- _CONSIGNA A_
Extrae del listado cada línea que contenga la cadena "wheel", teniendo en cuenta la diferencia entre mayúsculas y minúsculas.

◆ ◆ ◆ ◆ ◆

A todo esto habría que añadir la sucesión de crisis políticas concretas por las que tuvo que navegar Marcelo Ebrard, y que son en realidad, en su secuencia, el índice dramático de descomposición del régimen político mexicano que tanto estudiara y tan bien entendiera Manuel Camacho (sus textos “Poder: Estado o feudos políticos” y “Los nudos históricos del sistema político mexicano” me siguen pareciendo de los mejores diagnósticos de lo que México es como Estado moderno entendido como sistema organizado de poder) y en el epicentro de la cual ellos mismos estuvieron inmersos con el propósito de “abrir el sistema desde dentro” (labor para la que los dos fueron piezas esenciales), pues no se ha tratado solamente de ocupar cargos de responsabilidad pública de alta exigencia, sino de encarar estratégica, prudencial y arquitectónicamente, en efecto, crisis políticas de alta implicación histórica, social y personal como la crisis social derivada del sismo del 85, la crisis ambiental de la ciudad de los años noventa, la de Chiapas (1994) y la de la política nacional tras el asesinato de Luis Donaldo Colosio y la crisis postelectoral del 2006.

La persistencia ante la adversidad, tal es la divisa con la que él mismo también se define, y es desde esa posición de entereza y templanza de carácter como nos presenta de frente Marcelo Ebrard la visión personal de su propia vida (Mi ayer, Mi Ahora y Lo que sigue, son las secciones del libro) y las claves de su proyecto de continuidad con cambio de lo que se denomina Cuarta Transformación; una transformación que, para él, debe de prolongarse desde la óptica estratégica de, y lo cito, “atraer de manera masiva inversión extranjera al país y con ello crecer más rápido y ensanchar la clase media, que es el gran motor del desarrollo. Mi objetivo –concluye– es que pasemos a ser un país con más de 50% de la población en ese segmento”.

◆ ◆ ◆ ◆ ◆

- _CONSIGNA B_
Enumera las secciones del libro que se mencionan en el texto seleccionado.

◆ ◆ ◆ ◆ ◆

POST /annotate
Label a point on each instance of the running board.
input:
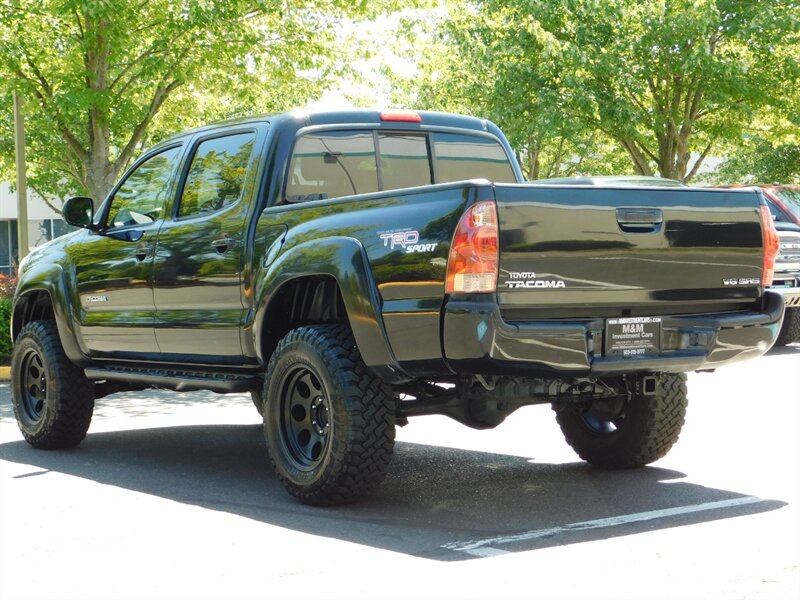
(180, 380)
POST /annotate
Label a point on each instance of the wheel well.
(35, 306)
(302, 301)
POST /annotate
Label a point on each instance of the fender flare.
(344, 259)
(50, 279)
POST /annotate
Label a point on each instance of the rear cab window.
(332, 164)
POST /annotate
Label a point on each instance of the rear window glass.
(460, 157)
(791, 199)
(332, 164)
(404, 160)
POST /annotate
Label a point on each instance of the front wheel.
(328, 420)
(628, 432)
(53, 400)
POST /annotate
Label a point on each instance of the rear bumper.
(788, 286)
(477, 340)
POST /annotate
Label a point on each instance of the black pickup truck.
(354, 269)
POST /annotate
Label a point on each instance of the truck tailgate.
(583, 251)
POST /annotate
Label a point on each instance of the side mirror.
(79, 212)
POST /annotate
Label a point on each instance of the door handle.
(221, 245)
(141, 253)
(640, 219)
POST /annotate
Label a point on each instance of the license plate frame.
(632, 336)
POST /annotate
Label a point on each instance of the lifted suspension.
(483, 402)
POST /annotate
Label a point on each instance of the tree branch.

◆ ◆ ◆ ◆ ◆

- _RESPUESTA CORRECTA A_
Label a point on each instance of the wheel well.
Label a point on each instance of the front wheel.

- _RESPUESTA CORRECTA B_
Mi ayer, Mi Ahora y Lo que sigue.